Attività da svolgere:
**A.** Stabilisci se le seguenti affermazioni concordano con il brano su Non credo in niente: (i) il film adotta un approccio all'immagine convenzionale; (ii) la coppia del film è formata da Cara e Jonio; (iii) i giovani sognatori del film sono quattro. Per ciascuna rispondi sì o no e cita tra virgolette le parole del brano che lo decidono.
**B.** Riassumi in due frasi il brano su Non credo in niente.
**C.** Prosegui il brano su Non credo in niente a partire dalla sua ultima frase.

Brano da leggere:
╔══

Dunque la perdita del proprio sogno come privazione dell’anima e del proprio essere, che passando tanto per il cinema di Paul Schrader, quanto per quello dei Fratelli Coen e di Sean Baker, osserva l’illusione, il fulgore momentaneo scatenato dalla stessa scintilla che anima e poi spegne i protagonisti di Non credo in niente, avvolti e in qualche modo protetti dall’oscurità amniotica di una notte romana apparentemente infinita, fatta di svelamenti, dialoghi, verità, riflessioni e inevitabilmente, addii.
Fin dalla sequenza d’apertura e dalle primissime inquadrature di Non credo in niente, si ha l’immediata percezione di una ricerca cinematografica nient’affatto convenzionale, piuttosto interessata ad un gusto sperimentale e atipico di lavoro sull’immagine e sui corpi – e i volti – interni ad essa, non per forza regolati da indicazioni ferree e suggerimenti registici, o almeno così appare, affidandoli alla libertà, al caos, e alle molteplici possibilità dell’esplorazione creativa, visiva, flessibile e personale dei ruoli e dei loro sentimenti.
Rivive nell’esordio di Marzullo, il Derek Cianfrance dello struggente Blue Valentine, che si riflette sulle dinamiche conflittuali, perciò di cambiamento e di resa, della coppia formata da Cara (Renata Malinconico) e Jonio (Mario Russo), che pur inseguendo sempre più rapidamente e sfrontatamente quel confronto a lungo evitato, non smette di celare l’amore. Quello che un tempo è stato vivo, animandosi in un vicolo buio, o su di una scalinata, per poi spegnersi, fino alle lacrime, agli insulti, alle grida, perciò alla solitudine e alla disperazione.
Così come la saga dell’uomo solitario di Paul Schrader non può far a meno di rendere protagonista della sua narrazione, una malinconia feroce che si risolve nella violenza e nell’osservazione di protagonisti ossessionati, nichilisti ed emarginati, alle prese con i propri sogni, desideri e mestieri, Non credo in niente sprofonda i suoi quattro giovani sognatori nella medesima atmosfera, privandoli di luce – se non quella al neon che di tanto in tanto, allucinatoria, illumina e svela, volti e corpi deformati dalle ombre, al punto tale da renderli immateriali e non esistenti –, dunque di emotività.

╚══

Righe tratte da un insieme di annotazioni a punti
╔══

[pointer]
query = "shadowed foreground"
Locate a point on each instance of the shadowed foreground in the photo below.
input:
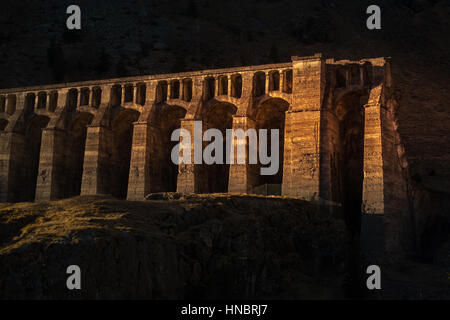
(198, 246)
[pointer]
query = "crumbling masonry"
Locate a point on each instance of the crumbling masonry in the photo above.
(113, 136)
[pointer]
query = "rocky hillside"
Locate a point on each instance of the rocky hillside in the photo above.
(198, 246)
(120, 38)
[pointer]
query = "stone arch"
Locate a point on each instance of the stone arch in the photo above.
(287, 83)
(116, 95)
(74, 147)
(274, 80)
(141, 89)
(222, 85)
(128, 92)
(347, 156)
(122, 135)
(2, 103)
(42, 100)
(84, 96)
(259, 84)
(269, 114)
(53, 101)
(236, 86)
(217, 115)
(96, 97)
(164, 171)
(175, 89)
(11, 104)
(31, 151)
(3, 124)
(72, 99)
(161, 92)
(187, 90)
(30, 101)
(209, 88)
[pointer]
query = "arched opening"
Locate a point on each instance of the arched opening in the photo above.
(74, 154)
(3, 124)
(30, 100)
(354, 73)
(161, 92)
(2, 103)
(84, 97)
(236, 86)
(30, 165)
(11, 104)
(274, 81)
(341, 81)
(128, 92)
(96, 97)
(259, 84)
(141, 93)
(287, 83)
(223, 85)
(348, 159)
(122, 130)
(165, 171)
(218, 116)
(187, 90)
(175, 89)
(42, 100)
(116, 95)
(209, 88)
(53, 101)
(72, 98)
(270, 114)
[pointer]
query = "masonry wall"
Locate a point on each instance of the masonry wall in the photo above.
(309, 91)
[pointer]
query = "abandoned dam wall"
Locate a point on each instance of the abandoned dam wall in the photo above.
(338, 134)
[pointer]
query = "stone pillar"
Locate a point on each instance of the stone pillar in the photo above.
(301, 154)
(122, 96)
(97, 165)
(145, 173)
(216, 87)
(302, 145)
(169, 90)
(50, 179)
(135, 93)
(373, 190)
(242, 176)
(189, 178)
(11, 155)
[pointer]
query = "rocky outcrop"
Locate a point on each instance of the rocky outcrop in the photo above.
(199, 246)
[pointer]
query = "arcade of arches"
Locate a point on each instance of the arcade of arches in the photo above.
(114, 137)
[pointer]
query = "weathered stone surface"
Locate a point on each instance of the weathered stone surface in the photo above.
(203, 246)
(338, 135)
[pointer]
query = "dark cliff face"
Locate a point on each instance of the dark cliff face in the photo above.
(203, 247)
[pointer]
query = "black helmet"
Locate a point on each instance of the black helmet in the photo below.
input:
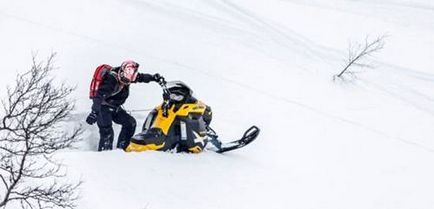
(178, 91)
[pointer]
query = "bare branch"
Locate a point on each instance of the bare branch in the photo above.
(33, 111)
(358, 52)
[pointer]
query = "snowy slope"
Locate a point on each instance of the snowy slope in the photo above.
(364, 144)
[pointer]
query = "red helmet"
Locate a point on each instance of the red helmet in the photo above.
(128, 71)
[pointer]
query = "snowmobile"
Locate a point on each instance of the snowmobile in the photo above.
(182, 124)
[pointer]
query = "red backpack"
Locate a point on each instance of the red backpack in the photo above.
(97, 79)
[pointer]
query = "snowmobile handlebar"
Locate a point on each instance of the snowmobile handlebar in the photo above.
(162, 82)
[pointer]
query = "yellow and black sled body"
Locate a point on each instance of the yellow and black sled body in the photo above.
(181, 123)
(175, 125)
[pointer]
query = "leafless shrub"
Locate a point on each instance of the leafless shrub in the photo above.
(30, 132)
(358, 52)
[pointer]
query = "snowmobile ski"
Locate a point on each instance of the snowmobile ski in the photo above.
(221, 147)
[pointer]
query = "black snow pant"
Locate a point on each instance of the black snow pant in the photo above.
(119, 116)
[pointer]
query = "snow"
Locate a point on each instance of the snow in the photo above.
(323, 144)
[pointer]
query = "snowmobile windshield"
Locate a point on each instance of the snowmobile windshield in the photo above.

╚══

Risposte all'esercizio:
**A.**
(i) No: "una ricerca cinematografica nient’affatto convenzionale".
(ii) Sì: "della coppia formata da Cara (Renata Malinconico) e Jonio (Mario Russo)".
(iii) Sì: "sprofonda i suoi quattro giovani sognatori".

**B.** Il brano presenta Non credo in niente, esordio di Marzullo, come un film sulla perdita del proprio sogno, ambientato in una notte romana fatta di svelamenti, dialoghi e addii e girato con un lavoro sull'immagine sperimentale e non convenzionale. Vi ritrova il Derek Cianfrance di Blue Valentine nel racconto della coppia in crisi formata da Cara e Jonio, e il cinema di Paul Schrader nell'atmosfera priva di luce in cui il film sprofonda i suoi quattro giovani sognatori.

**C.**
Apparentemente, sembra che Marzullo a questi quattro protagonisti così definitivamente soli e malinconici, abbia scelto di non garantire alcuna possibilità di rinascita, di sollievo e speranza. Eppure, molto presto, scopriamo che al sopraggiungere dell’alba, perfino a loro spetta una pacificazione, che se non coincide con la soluzione di ogni problema, dubbio, o riflessione, senz’altro conduce i quattro alla sopravvivenza, mantenendone salda perfino la rincorsa del sogno.
Sul paninaro delle (dis)illusioni di Non credo in niente
A sorprendere di Non credo in niente, non è tanto l’aspetto virtuosistico senz’altro concreto della regia di Marzullo, piuttosto il linguaggio antologico su cui poggia la scrittura dello stesso che bilancia prove interpretative generalmente in sottrazione, con un fiume di dialoghi fortemente introspettivo, a flusso di coscienza, che nello sfruttare la forza vivida e comunicativa di un voice over ancora una volta malinconico e al di sopra delle parti, ci rimanda a quel folle eppure appassionante, cinico e sregolato Viaggio al termine della notte di Céline.
Un’opera capace nella sua lucidità scandalistica, adulta e modernista, di illuminare perfino la bellezza di quei volti orrendamente incupiti e abbattuti, tanto dalla fine di un amore, quanto dall’osservazione diretta della morte, al punto tale da renderli amabili e speranzosi.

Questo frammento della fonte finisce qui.